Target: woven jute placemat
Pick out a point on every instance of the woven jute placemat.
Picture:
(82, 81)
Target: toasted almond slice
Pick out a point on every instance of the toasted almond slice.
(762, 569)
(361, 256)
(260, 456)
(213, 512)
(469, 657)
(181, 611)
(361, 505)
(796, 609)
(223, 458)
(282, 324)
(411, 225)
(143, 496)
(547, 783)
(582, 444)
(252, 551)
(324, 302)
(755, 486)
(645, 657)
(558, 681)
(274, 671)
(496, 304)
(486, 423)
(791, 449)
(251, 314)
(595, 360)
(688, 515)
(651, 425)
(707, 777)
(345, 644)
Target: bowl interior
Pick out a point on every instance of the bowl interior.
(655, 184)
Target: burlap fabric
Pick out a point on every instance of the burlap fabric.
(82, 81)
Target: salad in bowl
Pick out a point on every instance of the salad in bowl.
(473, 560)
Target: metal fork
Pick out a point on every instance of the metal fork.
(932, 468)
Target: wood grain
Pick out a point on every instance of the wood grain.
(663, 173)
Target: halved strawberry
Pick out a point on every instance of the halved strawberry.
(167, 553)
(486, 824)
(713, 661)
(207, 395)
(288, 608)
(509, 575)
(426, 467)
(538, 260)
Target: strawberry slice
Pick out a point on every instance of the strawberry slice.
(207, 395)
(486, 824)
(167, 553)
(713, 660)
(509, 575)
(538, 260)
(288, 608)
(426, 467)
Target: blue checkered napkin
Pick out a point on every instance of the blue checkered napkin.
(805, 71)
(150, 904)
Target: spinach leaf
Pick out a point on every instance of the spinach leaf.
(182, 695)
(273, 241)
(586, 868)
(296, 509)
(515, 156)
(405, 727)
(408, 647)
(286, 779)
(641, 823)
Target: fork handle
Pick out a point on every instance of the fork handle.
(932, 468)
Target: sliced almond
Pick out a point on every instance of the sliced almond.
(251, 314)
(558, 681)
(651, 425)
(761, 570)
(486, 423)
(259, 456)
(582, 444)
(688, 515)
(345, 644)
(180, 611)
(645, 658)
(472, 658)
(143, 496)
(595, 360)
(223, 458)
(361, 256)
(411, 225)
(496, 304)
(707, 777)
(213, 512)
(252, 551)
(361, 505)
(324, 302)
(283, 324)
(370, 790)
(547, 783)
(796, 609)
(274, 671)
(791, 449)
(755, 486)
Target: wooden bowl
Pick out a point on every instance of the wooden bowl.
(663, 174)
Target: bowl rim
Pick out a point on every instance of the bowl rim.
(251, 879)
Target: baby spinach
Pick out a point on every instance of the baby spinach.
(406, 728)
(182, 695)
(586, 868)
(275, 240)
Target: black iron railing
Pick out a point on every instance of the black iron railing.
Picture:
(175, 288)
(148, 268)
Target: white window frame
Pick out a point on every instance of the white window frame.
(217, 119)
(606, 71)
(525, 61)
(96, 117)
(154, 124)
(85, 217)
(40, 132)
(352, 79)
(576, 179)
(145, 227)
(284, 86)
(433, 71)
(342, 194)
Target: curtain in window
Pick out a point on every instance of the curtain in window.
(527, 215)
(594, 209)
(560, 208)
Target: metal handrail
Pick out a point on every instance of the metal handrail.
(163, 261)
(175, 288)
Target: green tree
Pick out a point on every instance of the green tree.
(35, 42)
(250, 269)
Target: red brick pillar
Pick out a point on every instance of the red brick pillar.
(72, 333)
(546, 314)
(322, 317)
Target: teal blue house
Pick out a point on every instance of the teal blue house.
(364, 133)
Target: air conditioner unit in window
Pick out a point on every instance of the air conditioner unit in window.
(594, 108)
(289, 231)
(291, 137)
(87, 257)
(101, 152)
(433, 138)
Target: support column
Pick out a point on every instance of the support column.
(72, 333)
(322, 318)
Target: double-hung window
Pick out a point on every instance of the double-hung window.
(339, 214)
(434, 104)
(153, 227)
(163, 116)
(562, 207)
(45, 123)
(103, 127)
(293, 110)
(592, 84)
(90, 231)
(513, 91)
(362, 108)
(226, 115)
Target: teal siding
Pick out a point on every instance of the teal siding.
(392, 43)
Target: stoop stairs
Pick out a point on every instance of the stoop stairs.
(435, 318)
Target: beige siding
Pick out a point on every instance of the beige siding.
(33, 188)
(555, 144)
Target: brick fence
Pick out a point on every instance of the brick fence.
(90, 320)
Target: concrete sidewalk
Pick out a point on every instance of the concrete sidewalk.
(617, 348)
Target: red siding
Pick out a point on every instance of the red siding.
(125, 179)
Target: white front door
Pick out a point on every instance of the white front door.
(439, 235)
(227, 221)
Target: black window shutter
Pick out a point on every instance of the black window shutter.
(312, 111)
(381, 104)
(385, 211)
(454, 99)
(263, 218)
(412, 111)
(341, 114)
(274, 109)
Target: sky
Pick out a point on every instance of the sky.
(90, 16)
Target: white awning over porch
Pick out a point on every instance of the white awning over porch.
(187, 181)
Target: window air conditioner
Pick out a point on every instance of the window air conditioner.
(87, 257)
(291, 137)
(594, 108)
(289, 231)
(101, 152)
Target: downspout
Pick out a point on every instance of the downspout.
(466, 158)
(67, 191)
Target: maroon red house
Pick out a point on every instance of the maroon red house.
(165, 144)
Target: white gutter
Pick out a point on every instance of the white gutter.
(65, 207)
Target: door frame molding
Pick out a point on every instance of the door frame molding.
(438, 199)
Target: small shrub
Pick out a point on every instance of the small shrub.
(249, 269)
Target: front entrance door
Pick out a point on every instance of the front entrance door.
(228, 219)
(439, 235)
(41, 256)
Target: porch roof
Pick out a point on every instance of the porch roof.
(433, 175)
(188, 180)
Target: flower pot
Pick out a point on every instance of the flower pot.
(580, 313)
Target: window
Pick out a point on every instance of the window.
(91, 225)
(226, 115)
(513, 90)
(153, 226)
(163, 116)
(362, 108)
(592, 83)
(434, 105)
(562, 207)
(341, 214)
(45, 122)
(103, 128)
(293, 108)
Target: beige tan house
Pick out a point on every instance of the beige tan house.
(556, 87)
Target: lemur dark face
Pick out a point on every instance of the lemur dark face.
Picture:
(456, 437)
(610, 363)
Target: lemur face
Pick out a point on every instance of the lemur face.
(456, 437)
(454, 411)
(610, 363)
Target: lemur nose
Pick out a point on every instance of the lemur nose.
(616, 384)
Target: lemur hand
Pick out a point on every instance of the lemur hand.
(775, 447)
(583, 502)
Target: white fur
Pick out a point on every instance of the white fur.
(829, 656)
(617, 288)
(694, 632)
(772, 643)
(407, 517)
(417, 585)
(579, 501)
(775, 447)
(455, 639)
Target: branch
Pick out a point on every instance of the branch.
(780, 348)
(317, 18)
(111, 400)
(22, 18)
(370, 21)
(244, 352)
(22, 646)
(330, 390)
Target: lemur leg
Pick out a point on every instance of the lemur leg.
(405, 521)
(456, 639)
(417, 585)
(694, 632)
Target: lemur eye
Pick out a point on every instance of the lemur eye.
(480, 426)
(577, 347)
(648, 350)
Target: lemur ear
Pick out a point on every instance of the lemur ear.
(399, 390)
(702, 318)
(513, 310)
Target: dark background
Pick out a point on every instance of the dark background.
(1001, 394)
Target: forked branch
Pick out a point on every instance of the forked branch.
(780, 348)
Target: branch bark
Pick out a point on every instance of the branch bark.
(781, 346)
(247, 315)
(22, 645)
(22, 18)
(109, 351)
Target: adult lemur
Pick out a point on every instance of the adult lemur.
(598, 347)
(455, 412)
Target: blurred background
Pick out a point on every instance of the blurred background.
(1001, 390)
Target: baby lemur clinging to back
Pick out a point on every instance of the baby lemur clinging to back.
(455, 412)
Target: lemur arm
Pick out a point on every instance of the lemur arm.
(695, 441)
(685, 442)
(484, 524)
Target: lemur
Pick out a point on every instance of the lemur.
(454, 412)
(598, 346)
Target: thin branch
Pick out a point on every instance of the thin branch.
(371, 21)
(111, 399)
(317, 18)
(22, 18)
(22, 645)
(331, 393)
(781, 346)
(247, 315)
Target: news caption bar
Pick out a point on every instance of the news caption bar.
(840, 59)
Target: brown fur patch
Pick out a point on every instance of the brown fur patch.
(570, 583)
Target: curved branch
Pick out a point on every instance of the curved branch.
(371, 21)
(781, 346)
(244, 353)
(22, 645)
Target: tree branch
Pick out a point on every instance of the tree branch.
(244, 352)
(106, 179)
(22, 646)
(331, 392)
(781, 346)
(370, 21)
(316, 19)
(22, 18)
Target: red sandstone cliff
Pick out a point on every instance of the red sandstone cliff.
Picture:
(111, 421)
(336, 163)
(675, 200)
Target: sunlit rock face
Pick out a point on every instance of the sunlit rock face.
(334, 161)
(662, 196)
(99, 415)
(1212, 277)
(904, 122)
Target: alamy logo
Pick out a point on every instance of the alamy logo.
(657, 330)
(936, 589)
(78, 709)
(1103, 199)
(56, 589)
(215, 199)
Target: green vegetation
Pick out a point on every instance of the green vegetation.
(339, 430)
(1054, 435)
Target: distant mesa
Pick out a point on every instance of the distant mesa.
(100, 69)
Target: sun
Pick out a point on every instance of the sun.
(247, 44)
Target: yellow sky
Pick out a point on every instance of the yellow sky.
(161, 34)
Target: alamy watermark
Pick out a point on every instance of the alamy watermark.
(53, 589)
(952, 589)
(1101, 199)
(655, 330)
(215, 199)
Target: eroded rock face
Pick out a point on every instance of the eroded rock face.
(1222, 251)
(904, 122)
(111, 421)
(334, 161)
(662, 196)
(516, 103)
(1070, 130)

* * * *

▶ PROBLEM REQUIREMENTS
Nothing but the lines from the line with "Target: brown fur patch" to the last line of the listing above should appear; please retype them exactly, both ends included.

▶ SOLUTION FOR THIS EXERCISE
Target: brown fur patch
Pick out a point on every instance of the brown fur patch.
(570, 583)
Target: curved branch
Pick out a point on every instance of the curved branch.
(371, 21)
(781, 346)
(244, 353)
(22, 645)
Target: tree branch
Pick out a point on every instance of the tree branch.
(244, 352)
(106, 179)
(22, 646)
(331, 392)
(781, 346)
(370, 21)
(316, 19)
(22, 18)
Target: red sandstone cliff
Pick out a point on every instance of the red sandstone cliff.
Picture:
(111, 421)
(336, 163)
(675, 200)
Target: sunlit rock face
Pick out a point on every instance of the sunlit rock face.
(334, 161)
(662, 196)
(99, 415)
(1212, 277)
(904, 122)
Target: alamy logo
Pick out a point on every instance of the alamy logo.
(657, 330)
(936, 589)
(78, 709)
(1103, 199)
(56, 589)
(215, 199)
Target: green vegetation
Pick out a point on every instance of the green vegetation.
(339, 430)
(1054, 435)
Target: distant mesa
Pick out a point on every instance of the distant mesa.
(100, 69)
Target: sun
Pick out a point on every instance of the sun.
(247, 44)
Target: yellow sky
Pick out a point on every instance of the yellow sky.
(161, 34)
Target: alamy watermark
Pick out a point on every instance of the alamy watermark.
(53, 589)
(952, 589)
(1101, 199)
(655, 330)
(215, 199)
Target: eroded rock face
Pick out a point on every instance of the eroded rock face.
(1222, 251)
(904, 122)
(111, 421)
(334, 161)
(662, 196)
(516, 103)
(1070, 130)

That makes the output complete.